▶ _BRIEF_
Repeat everything in the material exactly.

▶ _PROVIDED ENTRIES_

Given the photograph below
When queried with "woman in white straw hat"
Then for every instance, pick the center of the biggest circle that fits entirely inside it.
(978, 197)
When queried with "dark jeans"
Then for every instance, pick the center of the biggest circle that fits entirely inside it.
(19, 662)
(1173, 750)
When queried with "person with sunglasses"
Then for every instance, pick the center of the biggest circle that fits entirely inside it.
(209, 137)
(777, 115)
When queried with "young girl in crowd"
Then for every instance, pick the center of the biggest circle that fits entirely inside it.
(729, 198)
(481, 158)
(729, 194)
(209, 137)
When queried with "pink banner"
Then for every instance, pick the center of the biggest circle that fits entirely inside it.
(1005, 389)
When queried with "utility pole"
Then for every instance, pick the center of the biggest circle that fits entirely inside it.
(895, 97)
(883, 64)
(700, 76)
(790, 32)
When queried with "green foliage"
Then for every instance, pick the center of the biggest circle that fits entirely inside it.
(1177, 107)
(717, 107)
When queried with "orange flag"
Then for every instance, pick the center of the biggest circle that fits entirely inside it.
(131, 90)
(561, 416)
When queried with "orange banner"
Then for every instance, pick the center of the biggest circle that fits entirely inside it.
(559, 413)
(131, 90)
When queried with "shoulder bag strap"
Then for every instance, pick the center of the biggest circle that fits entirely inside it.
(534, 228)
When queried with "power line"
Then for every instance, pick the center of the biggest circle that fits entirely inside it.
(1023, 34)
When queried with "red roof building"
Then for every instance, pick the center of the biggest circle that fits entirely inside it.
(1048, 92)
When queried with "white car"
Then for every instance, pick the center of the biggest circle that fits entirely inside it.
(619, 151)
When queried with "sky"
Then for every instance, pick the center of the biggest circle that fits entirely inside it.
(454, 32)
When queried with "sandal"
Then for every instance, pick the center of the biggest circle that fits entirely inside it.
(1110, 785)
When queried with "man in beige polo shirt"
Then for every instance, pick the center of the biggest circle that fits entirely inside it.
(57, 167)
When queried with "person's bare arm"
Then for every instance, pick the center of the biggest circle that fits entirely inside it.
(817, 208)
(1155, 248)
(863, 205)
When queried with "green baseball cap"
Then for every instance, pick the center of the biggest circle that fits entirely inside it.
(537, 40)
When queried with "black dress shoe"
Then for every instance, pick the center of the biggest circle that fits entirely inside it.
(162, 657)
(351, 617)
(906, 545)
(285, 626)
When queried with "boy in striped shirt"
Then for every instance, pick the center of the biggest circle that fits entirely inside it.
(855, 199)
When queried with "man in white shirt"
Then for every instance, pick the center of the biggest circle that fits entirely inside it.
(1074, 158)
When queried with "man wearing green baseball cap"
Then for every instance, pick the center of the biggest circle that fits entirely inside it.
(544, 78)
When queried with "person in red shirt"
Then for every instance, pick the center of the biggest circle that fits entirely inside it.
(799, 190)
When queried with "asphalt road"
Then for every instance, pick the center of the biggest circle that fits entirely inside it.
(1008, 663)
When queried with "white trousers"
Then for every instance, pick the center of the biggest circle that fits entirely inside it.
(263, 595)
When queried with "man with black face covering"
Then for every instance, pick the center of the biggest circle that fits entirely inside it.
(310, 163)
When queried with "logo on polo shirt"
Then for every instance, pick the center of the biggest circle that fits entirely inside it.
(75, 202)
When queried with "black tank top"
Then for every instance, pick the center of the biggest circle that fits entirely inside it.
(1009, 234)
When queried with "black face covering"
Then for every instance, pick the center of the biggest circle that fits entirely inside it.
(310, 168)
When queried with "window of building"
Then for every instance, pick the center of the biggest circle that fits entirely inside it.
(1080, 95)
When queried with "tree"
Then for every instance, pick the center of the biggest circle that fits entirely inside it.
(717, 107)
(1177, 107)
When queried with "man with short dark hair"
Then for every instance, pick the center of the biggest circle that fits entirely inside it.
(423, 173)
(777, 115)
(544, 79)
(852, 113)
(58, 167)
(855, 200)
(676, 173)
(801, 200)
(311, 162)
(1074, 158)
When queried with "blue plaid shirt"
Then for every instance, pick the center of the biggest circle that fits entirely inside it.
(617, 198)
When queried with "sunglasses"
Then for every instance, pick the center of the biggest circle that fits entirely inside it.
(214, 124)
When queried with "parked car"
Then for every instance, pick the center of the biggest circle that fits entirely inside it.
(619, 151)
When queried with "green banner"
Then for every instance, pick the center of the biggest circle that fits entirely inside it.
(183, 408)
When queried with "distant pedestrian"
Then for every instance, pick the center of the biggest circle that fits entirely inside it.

▶ _COMPLETE OUTPUT_
Given the photograph below
When queried with "woman in white straw hat"
Then for every instance, pick the center of the biggest circle that fits entirely inside it.
(978, 197)
When queried with "dark jeans"
Then for every instance, pick the center of the biggest circle that fits entirely inside it.
(19, 662)
(1173, 750)
When queried with "person with sunglasses"
Then for every instance, pick the center of the biggest circle that fits entirely inside it.
(209, 137)
(777, 115)
When queried with "young girl in crowd"
Then for every instance, pick the center of the biggest circle that fits entirely inside it.
(729, 198)
(481, 158)
(729, 194)
(209, 137)
When queried with "pink banner"
Then for every instance, pick the center of the biggest circle that fits entirely inside it.
(1005, 389)
When queried with "utility pole"
Then for every instance, pick the center of the biggest circle that fits entirely inside it.
(895, 97)
(883, 64)
(700, 76)
(790, 32)
When queried with "green foliage"
Then for every instance, pick the center of the biggest circle that fits entirely inside it.
(1177, 107)
(717, 107)
When queried with "orange flag"
Then for every instance, pick the center of the biggest circle that fits entirely inside it.
(131, 90)
(561, 416)
When queried with "orange banner"
Then for every instance, pick the center of the biggest circle that fits entirely inside it.
(559, 413)
(131, 90)
When queried with "shoulder bag strap"
Then for every instance, pick the center of the biggest circle that fits entirely inside it.
(534, 228)
When queried with "power line"
Then for every instance, pick the center of the biggest circle that fits entirely inside it.
(1023, 34)
When queried with "red roof building"
Then for every instance, pick the center of the biggest circle that fits entirely inside it.
(1048, 92)
When queried with "white car"
Then for every instance, pick the center of the biggest circle that fits entirely inside it.
(619, 151)
When queried with "sky"
Then for every instance, pick the center of the biggest circle that fits entirely inside it.
(454, 32)
When queried with "sandal"
Then for every instance, pick the center of the biggest circle that fits entirely inside it.
(1110, 785)
When queried with "man in beige polo shirt"
Then for every instance, pick the center of the biggest circle that fits entirely inside it.
(57, 167)
When queried with "person's bare arm"
Then for every instance, pick the center of the biggest circle that fits entirely inside it.
(817, 208)
(1155, 248)
(863, 205)
When queried with "green baseball cap"
Then for every instance, pick the center of the biggest circle that fits entirely inside it.
(537, 40)
When queried with "black dress shoe"
Then for every instance, pick the center of the biggest circle that fits entirely inside it.
(162, 657)
(351, 617)
(906, 545)
(285, 626)
When queried with "boy in striped shirt"
Then for every instance, pick the center of the biggest circle that fits entirely inside it.
(855, 199)
When queried with "man in white shirt"
Then for every instance, pick the center of the biggest circle that fits entirely inside it.
(1074, 158)
When queried with "man wearing green baseball cap"
Then for every instance, pick the center of the biggest circle that fits entirely inside it.
(544, 78)
When queried with "person in red shirt"
Then for every instance, pick the center of the biggest circle that fits entirely inside it.
(799, 190)
When queried with "asphalt road"
Then for every instance, pick the center of the biggest circle that fits entirely inside it.
(1008, 663)
When queried with "white trousers"
Then for every instance, pick the center of the biggest circle that fits entirely inside it.
(263, 595)
When queried with "man with black face covering"
Then for every instance, pick the center of the biggest circle that fits entirely inside it.
(310, 163)
When queried with "logo on polo shirt"
Then for every instance, pick the center of the biggest circle that fits entirely inside it.
(75, 202)
When queried with "black tank top"
Then for every instance, pick the center of the biggest circle that fits entirely inside it.
(1009, 234)
When queried with "black face covering"
Then for every instance, pick the center of the biggest circle that fits entirely inside it.
(310, 168)
When queried with "window of building"
Then for every instance, pick the center of the biggest circle that fits entirely inside it.
(1080, 95)
When queried with "tree"
Then for every instance, pick the center of the biggest circle that fits entirely inside it.
(717, 107)
(1177, 107)
When queried with "man with short dark hair"
Then for every instance, pick the center of the biggest circle that fits entirely inside it.
(423, 173)
(777, 115)
(544, 79)
(852, 113)
(58, 167)
(855, 200)
(676, 173)
(801, 200)
(311, 162)
(1074, 158)
When queried with "blue plaid shirt"
Then for every instance, pick the center of the biggest circle that fits entirely inside it.
(617, 198)
When queried with "sunglasses"
Then for every instance, pick the center of the biggest circle that fits entirely inside it.
(214, 124)
When queried with "parked car"
Then for every instance, pick the center of the biggest circle that fits entirely inside it.
(619, 151)
When queried with "green banner"
Then for every instance, pick the center of the biggest circle that fits entirely inside it.
(183, 408)
When queried with "distant pedestrian"
Then for every instance, pick the center of the biggest circle that fits entirely inside it.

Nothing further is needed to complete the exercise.